WORK TO COMPLETE: State how many lines of the material below contain the string "dark". Reply with that number alone.

STORED RECORDS:
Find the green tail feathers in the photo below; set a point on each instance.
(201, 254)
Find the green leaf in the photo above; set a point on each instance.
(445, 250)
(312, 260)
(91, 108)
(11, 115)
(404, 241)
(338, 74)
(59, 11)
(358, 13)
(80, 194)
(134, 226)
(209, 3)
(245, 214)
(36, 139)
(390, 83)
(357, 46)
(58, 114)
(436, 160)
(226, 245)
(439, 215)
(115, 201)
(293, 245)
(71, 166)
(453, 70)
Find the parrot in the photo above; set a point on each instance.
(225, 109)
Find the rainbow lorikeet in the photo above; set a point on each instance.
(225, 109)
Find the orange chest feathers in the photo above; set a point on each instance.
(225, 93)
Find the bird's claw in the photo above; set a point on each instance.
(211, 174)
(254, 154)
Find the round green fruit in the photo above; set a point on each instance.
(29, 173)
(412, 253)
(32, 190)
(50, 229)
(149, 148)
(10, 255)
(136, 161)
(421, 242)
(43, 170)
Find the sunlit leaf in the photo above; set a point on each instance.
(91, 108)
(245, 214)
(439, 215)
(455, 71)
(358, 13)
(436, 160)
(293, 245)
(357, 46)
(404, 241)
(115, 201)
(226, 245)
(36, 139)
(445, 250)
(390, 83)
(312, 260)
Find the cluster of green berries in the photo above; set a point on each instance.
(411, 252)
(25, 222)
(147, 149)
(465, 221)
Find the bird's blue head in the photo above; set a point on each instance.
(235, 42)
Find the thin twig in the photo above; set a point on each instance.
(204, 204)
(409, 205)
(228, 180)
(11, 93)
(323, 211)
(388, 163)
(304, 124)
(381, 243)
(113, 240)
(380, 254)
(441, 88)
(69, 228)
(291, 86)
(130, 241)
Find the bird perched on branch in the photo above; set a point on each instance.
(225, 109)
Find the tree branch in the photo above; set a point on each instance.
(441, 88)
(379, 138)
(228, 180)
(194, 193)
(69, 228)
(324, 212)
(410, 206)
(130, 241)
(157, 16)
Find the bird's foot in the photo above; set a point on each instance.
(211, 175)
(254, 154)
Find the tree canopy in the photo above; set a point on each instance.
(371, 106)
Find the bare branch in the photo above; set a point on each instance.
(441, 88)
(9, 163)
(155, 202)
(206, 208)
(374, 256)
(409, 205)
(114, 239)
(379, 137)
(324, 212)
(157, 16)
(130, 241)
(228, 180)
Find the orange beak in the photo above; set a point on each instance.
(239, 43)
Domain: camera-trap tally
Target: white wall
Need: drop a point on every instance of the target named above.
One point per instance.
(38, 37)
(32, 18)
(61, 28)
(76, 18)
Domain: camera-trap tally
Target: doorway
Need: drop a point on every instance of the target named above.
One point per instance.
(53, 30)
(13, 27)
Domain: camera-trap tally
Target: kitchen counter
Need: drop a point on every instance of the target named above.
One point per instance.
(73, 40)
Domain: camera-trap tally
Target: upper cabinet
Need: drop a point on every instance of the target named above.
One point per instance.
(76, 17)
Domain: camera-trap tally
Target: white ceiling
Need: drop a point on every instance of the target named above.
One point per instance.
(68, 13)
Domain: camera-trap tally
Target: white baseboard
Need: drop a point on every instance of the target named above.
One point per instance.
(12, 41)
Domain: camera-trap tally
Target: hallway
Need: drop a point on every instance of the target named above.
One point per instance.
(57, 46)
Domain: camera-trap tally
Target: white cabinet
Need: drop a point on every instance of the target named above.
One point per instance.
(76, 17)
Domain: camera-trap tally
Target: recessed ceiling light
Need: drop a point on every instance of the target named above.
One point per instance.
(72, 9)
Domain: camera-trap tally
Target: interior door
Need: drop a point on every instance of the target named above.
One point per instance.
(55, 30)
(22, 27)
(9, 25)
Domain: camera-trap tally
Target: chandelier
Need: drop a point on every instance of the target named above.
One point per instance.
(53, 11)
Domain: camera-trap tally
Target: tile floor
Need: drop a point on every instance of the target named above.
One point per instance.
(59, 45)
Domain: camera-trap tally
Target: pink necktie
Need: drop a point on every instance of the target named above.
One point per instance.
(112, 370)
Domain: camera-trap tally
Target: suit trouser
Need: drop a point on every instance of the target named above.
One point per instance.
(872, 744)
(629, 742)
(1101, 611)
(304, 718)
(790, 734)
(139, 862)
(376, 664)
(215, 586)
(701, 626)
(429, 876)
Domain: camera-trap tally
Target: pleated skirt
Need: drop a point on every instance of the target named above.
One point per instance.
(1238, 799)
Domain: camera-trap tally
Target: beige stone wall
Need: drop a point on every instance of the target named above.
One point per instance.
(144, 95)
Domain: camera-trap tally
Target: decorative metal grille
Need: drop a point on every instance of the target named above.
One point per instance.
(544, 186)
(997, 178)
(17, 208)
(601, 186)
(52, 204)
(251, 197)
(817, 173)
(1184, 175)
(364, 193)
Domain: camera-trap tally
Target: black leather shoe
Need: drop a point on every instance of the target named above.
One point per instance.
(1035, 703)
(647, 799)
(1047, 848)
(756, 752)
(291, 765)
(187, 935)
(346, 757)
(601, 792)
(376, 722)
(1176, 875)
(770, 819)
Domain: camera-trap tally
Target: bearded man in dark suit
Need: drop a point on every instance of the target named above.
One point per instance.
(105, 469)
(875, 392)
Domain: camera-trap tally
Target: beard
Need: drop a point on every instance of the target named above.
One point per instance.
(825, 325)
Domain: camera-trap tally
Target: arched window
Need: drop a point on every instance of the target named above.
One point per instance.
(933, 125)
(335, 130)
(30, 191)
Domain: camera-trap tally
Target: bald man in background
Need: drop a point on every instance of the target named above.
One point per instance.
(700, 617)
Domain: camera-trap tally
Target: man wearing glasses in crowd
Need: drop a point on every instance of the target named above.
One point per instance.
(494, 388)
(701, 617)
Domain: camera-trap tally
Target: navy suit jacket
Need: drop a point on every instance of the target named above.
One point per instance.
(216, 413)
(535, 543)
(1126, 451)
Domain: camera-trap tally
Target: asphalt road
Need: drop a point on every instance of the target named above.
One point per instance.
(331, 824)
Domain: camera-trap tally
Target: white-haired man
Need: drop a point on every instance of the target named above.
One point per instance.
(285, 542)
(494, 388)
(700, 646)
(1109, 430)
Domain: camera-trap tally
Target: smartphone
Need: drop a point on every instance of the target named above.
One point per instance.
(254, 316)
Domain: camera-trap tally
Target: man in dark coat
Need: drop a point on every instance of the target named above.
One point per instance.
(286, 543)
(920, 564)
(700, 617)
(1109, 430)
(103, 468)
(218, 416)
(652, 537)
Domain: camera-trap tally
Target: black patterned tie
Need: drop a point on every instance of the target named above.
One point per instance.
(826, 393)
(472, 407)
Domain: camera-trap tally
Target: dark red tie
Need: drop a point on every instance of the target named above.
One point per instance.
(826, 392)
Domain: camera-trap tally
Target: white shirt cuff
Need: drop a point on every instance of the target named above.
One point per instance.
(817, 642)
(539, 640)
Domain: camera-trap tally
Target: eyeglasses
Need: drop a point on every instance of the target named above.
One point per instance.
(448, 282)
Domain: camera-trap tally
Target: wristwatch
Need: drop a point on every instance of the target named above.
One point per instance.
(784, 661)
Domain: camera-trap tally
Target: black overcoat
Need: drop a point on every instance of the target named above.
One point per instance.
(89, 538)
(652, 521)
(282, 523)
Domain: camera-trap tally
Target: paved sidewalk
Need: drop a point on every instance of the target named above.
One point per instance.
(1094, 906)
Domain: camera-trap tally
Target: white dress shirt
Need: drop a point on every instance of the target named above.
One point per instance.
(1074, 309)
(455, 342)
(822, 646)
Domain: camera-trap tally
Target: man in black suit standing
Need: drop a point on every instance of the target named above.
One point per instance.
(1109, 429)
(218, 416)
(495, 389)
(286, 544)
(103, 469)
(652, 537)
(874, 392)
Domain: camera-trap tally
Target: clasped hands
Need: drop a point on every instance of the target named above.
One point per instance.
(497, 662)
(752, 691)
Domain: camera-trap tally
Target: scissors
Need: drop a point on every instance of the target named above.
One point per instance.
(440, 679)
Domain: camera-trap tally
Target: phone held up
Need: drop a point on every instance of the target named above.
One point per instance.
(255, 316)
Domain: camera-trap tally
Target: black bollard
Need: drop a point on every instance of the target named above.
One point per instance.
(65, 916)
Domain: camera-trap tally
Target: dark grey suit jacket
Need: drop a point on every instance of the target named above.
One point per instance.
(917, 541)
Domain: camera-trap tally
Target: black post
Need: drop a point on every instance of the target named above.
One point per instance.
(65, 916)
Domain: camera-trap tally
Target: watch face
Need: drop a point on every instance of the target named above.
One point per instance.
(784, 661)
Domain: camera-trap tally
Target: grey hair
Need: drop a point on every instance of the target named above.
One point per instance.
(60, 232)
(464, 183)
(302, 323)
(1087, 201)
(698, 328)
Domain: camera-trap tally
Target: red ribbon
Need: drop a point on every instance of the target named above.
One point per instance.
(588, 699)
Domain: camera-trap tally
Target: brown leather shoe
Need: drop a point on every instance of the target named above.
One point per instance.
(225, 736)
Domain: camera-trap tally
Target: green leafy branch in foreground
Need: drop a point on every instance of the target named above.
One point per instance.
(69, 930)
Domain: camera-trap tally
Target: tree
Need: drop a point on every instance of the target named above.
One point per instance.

RESULT FOR THIS EXERCISE: 4